* START TEXT TO READ *

This past Memorial Day I accomplished more than I could have ever imagined possible. I made it through three noisy, over stimulating events without having a meltdown. I am beyond proud of myself and can not wait to share my experiences with the world.
From the minute I awoke out of bed on Saturday it was go time. To be truly honest the environment around me felt as though I was amid a three-ring circus. We had a jam-packed agenda ahead and everything seemed to be happening faster than the speed of light. I did not get a good rest the night before so I fought myself all day to push forward and get things done. After running all over the South Shore of Long Island I was in a mood that was far from festive. Unfortunately I could not call it a day because I still had a pre-wedding dinner to attend.
When I arrived at the party it took all the strength I had to paste on my happy face mask. I was extremely tired and wanted nothing more than to be home in my pajamas. Now the absolute last thing I wanted to do was draw negative attention to myself so I sucked it up and went with it. I grabbed a glass of caffeinated soda to help knock me out of my coma and slowly started to talk to people when I was ready. I find it works best for me to stay in the background until I feel comfortable enough in with my surroundings before initiating conversations. There is something unnerving about having someone start talking to me the minute I enter a room. My guard goes up and I usually do not respond back to well. Apparently I had a better time than I originally planned because before I knew it, it was time to go home.

* END TEXT TO READ *

- EXERCISE:
Pick up the Memorial Day weekend story above right after its last sentence and keep writing it.

* START DATASET EXTRACT *

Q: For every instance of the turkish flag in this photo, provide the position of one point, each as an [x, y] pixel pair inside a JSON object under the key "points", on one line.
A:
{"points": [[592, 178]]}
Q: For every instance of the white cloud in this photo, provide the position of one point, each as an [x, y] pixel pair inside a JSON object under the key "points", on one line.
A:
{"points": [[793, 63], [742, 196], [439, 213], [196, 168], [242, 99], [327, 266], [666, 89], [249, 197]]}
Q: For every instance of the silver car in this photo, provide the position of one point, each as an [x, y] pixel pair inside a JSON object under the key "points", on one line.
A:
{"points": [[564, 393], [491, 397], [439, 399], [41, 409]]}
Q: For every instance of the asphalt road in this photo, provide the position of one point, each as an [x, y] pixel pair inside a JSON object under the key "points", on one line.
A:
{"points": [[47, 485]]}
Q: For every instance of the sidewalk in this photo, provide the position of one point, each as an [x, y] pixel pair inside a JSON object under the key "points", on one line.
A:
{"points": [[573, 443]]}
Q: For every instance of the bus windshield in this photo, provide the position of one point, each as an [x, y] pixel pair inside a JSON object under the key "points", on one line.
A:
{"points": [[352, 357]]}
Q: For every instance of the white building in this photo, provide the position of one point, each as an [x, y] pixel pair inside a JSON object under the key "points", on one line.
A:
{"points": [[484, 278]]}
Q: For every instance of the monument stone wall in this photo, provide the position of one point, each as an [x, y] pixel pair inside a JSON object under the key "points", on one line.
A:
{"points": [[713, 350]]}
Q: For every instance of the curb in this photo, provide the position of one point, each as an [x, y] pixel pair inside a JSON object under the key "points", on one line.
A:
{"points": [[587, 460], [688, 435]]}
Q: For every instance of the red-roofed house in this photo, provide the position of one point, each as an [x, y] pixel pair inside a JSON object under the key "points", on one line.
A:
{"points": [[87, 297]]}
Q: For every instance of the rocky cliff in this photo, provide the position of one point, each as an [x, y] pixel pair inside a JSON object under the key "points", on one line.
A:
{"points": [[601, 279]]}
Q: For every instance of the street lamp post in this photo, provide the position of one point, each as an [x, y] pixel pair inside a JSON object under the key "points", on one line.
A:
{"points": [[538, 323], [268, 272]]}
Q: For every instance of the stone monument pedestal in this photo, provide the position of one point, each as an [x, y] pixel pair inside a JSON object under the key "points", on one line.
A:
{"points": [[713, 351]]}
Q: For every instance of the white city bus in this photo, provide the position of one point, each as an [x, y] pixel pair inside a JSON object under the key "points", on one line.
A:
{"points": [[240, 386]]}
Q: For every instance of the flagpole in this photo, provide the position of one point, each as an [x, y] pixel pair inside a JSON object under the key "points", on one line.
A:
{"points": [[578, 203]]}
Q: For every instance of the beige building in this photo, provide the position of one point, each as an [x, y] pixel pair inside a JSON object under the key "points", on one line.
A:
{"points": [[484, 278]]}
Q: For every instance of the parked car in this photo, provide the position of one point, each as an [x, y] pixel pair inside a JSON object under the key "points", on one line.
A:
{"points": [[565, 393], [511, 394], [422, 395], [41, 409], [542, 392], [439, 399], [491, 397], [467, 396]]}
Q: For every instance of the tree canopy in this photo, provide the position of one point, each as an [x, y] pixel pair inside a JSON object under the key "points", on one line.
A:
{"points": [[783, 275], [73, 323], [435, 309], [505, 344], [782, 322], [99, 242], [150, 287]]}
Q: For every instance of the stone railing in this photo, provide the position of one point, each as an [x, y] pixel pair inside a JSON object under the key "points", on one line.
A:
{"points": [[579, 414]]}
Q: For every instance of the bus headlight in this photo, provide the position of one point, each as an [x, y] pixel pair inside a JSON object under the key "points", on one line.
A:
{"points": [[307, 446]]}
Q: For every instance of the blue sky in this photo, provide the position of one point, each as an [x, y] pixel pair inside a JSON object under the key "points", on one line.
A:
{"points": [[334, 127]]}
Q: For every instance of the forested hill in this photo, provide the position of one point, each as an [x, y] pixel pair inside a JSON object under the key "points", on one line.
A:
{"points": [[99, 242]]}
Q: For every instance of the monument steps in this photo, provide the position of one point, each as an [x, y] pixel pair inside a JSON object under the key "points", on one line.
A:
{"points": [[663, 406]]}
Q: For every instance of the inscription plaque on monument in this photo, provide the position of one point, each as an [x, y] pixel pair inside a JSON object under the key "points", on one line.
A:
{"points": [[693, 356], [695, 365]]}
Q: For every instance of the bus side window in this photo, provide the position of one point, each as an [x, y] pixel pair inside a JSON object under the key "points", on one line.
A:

* END DATASET EXTRACT *

- REPLY TO THE TASK:
On Sunday the big event took place that was over a year in the making. It was my sister and new brother in law’s wedding. Everything about it was spectacular. The thing I am most proud of is the fact that I did not stim or meltdown for the entire day. I was able to interact without having my infamous ” oh please shut up or make a point already” feeling coming over me. Even guests who I am far from fond of did not seem to bother me. Another accomplishment I reached was dancing the night away with my family. Usually I do not feel comfortable enough to let loose and have fun like that but it is definitely something I want to try to replicate the next time I go out to a social function.
After the last two days have passed I was absolutely burned out and wanted to retreat back to my comfort zone. Unfortunately, being the Maid of Honor also meant that I was responsible for the post wedding breakfast. I tried to stay as long as I could but after an hour I needed to leave. I informed my mother that I was quitting my job as host and going back to my hotel room to relax. I am blessed to have understanding parents who let me leave with no questions asked every time I feel like I am nearing the end of my rope.
That weekend was one of my best learning experience. I realized that I am a lot stronger than I give my self credit for and with the proper coping skills I can truly accomplish anything. I know now that if I was able to get through a whole weekend of social activities than everything else is just icing on the cake.
Thank you for reading!!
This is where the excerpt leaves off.